__PASSAGE SHOWN__.
>> BEGIN

So either Arsenal fans should be hoping for a real-life Premier League equivalent of Face Off, or they can look longingly across London to their ominous looking title rivals. Certainly, a nine points bridge to the team from Stamford Bridge looks like an unlikely crossing for this Arsenal side at this moment in time.
And yet, John Travolta and Nicolas Cage aren't football managers and they aren't actually going to swap faces. If it did happen, then I think most non-Chelsea fans would cast Mourinho as the baddy, but unlike the movie, this is a baddy that looks as though he'll always win against his 'goodie' opposition Wenger.
And yet, for all its logic, like the movie, the argument is fundamentally flawed. Without wanting to appear an Arsene Wenger - or even an Arsenal - apologist, Wenger continues to be the right manager for Arsenal, as Mourinho is the right man for Chelsea, despite the frustrations that this argument brings. Arsenal, despite their much anticipated arrival to the Premier League lucrative transfer party, with the signings of Ozil and Sanchez, remain a team with dwarfed financial powers compared to Chelsea.

>> END

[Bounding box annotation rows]
>> BEGIN

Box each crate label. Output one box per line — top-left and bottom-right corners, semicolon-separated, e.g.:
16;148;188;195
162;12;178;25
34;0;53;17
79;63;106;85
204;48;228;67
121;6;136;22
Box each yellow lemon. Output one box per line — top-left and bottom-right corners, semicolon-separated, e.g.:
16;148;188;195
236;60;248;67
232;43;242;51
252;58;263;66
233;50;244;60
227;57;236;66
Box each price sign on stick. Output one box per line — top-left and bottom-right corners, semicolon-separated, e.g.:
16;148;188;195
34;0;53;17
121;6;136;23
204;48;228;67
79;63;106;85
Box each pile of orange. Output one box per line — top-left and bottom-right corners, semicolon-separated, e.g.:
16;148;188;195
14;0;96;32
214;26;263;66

>> END

__YOUR TASK__. Carry on the commentary about Wenger and Arsenal from the point where it stops.

__RESPONSE__.
I'm not here making a mid-00s era argument about how Russian-moneyed Chelsea are buying the title etc etc. Chelsea are now long-enough established in the top echelons of both the Premier League and the Forbes wealthy club league to be considered a 'big club' in the same way as the longer-heralded 'big clubs' in England that are Utd, Livepool, then Arsenal. Chelsea currently operate within FFP and are run like any savvy big corporate business - much like Arsenal. In an era where football clubs can be evaluated as businesses, as well as for their footballing performances, Chelsea are up with the best commercial football giants in Arsenal and Man Utd (Utd are 3rd, Arsenal 5th, Chelsea 6th in the world, according to Forbes).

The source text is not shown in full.